[Start]

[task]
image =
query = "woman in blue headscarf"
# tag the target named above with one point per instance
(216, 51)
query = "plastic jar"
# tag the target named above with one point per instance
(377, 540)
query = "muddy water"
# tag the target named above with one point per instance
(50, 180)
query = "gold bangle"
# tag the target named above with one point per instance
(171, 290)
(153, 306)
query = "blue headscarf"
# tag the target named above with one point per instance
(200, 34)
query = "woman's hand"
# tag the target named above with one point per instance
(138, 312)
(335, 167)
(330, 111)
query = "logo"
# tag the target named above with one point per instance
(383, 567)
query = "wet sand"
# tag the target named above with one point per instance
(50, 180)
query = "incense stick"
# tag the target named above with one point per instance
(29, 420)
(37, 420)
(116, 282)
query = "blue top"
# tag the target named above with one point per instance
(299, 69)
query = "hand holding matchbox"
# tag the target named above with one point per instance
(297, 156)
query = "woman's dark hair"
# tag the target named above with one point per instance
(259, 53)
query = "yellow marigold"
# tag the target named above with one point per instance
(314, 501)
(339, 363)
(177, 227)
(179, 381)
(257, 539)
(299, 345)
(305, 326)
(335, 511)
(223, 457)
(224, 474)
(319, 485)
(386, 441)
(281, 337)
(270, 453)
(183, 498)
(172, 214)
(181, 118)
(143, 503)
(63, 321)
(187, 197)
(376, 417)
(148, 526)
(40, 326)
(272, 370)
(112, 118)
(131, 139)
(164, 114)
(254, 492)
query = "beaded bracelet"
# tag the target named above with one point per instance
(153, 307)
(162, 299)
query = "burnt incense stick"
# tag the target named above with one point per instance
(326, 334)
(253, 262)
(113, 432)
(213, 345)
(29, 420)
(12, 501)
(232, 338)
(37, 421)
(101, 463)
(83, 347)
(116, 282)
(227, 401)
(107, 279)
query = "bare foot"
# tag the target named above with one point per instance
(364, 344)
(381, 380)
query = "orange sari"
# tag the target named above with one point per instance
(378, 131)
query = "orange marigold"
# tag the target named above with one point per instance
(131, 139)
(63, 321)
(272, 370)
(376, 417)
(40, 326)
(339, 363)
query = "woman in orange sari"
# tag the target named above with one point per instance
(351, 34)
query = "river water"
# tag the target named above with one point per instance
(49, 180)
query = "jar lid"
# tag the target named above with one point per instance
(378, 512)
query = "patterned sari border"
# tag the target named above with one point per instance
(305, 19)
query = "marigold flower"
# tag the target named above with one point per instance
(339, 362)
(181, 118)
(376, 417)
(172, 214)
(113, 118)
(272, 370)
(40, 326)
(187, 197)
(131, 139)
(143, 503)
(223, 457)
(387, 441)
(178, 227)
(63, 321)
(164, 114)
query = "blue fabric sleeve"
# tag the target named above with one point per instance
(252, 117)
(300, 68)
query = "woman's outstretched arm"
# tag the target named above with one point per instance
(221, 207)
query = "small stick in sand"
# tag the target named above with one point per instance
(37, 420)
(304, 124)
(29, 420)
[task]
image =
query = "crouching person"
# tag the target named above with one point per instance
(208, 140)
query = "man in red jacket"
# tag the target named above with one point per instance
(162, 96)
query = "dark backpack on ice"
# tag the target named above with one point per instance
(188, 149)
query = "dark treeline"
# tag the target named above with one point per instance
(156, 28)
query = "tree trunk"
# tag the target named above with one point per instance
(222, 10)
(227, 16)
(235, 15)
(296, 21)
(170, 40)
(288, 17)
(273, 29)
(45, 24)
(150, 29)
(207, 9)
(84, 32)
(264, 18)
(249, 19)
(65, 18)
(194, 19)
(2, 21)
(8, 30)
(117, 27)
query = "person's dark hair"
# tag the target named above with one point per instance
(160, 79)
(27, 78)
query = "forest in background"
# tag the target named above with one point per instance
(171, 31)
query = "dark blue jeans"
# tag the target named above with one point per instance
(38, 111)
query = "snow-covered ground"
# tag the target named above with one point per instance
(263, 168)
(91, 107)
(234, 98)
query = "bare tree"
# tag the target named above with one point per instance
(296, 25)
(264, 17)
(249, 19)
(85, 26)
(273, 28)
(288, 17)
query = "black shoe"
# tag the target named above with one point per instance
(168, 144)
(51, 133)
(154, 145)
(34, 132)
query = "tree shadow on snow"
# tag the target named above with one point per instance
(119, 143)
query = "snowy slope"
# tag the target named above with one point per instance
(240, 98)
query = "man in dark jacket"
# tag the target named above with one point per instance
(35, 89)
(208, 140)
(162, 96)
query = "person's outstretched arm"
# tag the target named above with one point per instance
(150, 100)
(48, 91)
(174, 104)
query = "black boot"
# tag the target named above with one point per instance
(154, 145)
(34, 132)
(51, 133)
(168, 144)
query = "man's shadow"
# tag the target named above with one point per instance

[End]

* [What is expected]: Each line of the listing above should be output exactly.

* [Result for this task]:
[task]
image =
query = "woman in blue headscarf"
# tag the target named above with one point per instance
(216, 51)
query = "plastic jar"
# tag the target named above with one point per instance
(377, 540)
query = "muddy water"
# tag the target named above with one point per instance
(50, 180)
query = "gold bangle"
# tag the target named above with one point per instance
(171, 290)
(153, 306)
query = "blue headscarf"
# tag the target named above with one point per instance
(200, 34)
query = "woman's hand"
# tag the target named above with one point per instance
(138, 312)
(335, 167)
(330, 111)
query = "logo"
# tag the target named above with one point per instance
(383, 567)
query = "wet sand"
# tag the target named above with one point per instance
(50, 180)
query = "incense stick"
# tag the target named above with one point per instance
(29, 420)
(37, 420)
(116, 282)
query = "blue top"
# tag the target named above with one point per instance
(299, 69)
query = "hand holding matchbox"
# tag the target named above with one point per instance
(297, 156)
query = "woman's dark hair"
# tag the target named above with one point per instance
(259, 53)
query = "yellow marigold"
# tag the target named above with one point per instance
(314, 501)
(339, 363)
(177, 227)
(179, 381)
(257, 539)
(299, 345)
(305, 326)
(335, 511)
(223, 457)
(224, 474)
(319, 485)
(386, 441)
(281, 337)
(270, 453)
(183, 498)
(172, 214)
(181, 118)
(143, 503)
(63, 321)
(187, 197)
(376, 417)
(148, 526)
(40, 326)
(272, 370)
(112, 118)
(131, 139)
(164, 114)
(254, 492)
query = "beaded bracelet"
# tag the target named above with one point per instance
(153, 307)
(162, 299)
query = "burnt incense stick"
# tag the target named above with one point per instance
(326, 334)
(253, 262)
(113, 432)
(213, 345)
(29, 420)
(12, 501)
(232, 338)
(37, 421)
(101, 463)
(83, 347)
(116, 282)
(227, 401)
(107, 279)
query = "bare foot"
# tag the target named above with one point per instance
(364, 344)
(381, 380)
query = "orange sari"
# tag the target named above with one point per instance
(378, 131)
query = "orange marigold"
# tag the target named above with one point per instance
(131, 139)
(63, 321)
(272, 370)
(376, 417)
(40, 326)
(339, 363)
query = "woman in orange sari"
# tag the target named above with one point per instance
(351, 34)
query = "river water"
# tag the target named above with one point per instance
(49, 180)
query = "jar lid"
# tag the target named above with one point per instance
(378, 512)
query = "patterned sari border"
# tag the target named above with one point per instance
(305, 19)
query = "marigold flower"
# tag the target named above with one point per instance
(339, 362)
(181, 118)
(376, 417)
(172, 214)
(113, 118)
(272, 370)
(40, 326)
(187, 197)
(131, 139)
(143, 503)
(223, 457)
(387, 441)
(178, 227)
(63, 321)
(164, 114)
query = "blue fabric sleeve"
# tag the target named above with one point per instance
(252, 117)
(300, 68)
query = "woman's outstretched arm"
# tag the target named above with one point per instance
(221, 207)
query = "small stick in sand"
# tag the target named above with one point per instance
(37, 420)
(304, 124)
(29, 420)
[task]
image =
query = "crouching person"
# tag the target named above with one point per instance
(208, 140)
query = "man in red jacket"
# tag the target named above with one point per instance
(162, 96)
query = "dark backpack on ice"
# tag the target named above with one point per instance
(188, 149)
query = "dark treeline"
# tag the target named above with one point per instance
(156, 28)
query = "tree trunk"
# tag the target named above with one point per instance
(222, 10)
(227, 16)
(235, 15)
(296, 21)
(170, 40)
(288, 17)
(273, 29)
(45, 24)
(150, 29)
(207, 9)
(84, 32)
(264, 18)
(249, 19)
(65, 18)
(194, 19)
(2, 21)
(8, 30)
(117, 27)
query = "person's dark hair"
# tag the target named above with one point per instance
(160, 79)
(27, 78)
query = "forest in background"
# tag the target named above with one point per instance
(171, 31)
query = "dark blue jeans"
# tag the target named above with one point per instance
(38, 111)
query = "snow-covered ground"
# tag the target named above with one point per instance
(263, 168)
(91, 107)
(234, 98)
query = "bare tree"
# tag the target named above with one point per instance
(296, 25)
(264, 17)
(249, 19)
(85, 26)
(273, 28)
(288, 17)
query = "black shoe"
# tag the target named above with one point per instance
(168, 144)
(51, 133)
(154, 145)
(34, 132)
query = "tree shadow on snow"
# tag the target named above with one point per instance
(119, 143)
query = "snowy slope"
# tag the target named above with one point per instance
(240, 98)
query = "man in dark jacket"
# tag the target named above with one point per instance
(35, 89)
(208, 140)
(162, 96)
query = "person's outstretched arm"
# tag the target named above with one point per instance
(150, 100)
(48, 91)
(174, 104)
query = "black boot"
# tag the target named above with one point per instance
(154, 145)
(34, 132)
(51, 133)
(168, 144)
query = "man's shadow"
# tag the target named above with one point per instance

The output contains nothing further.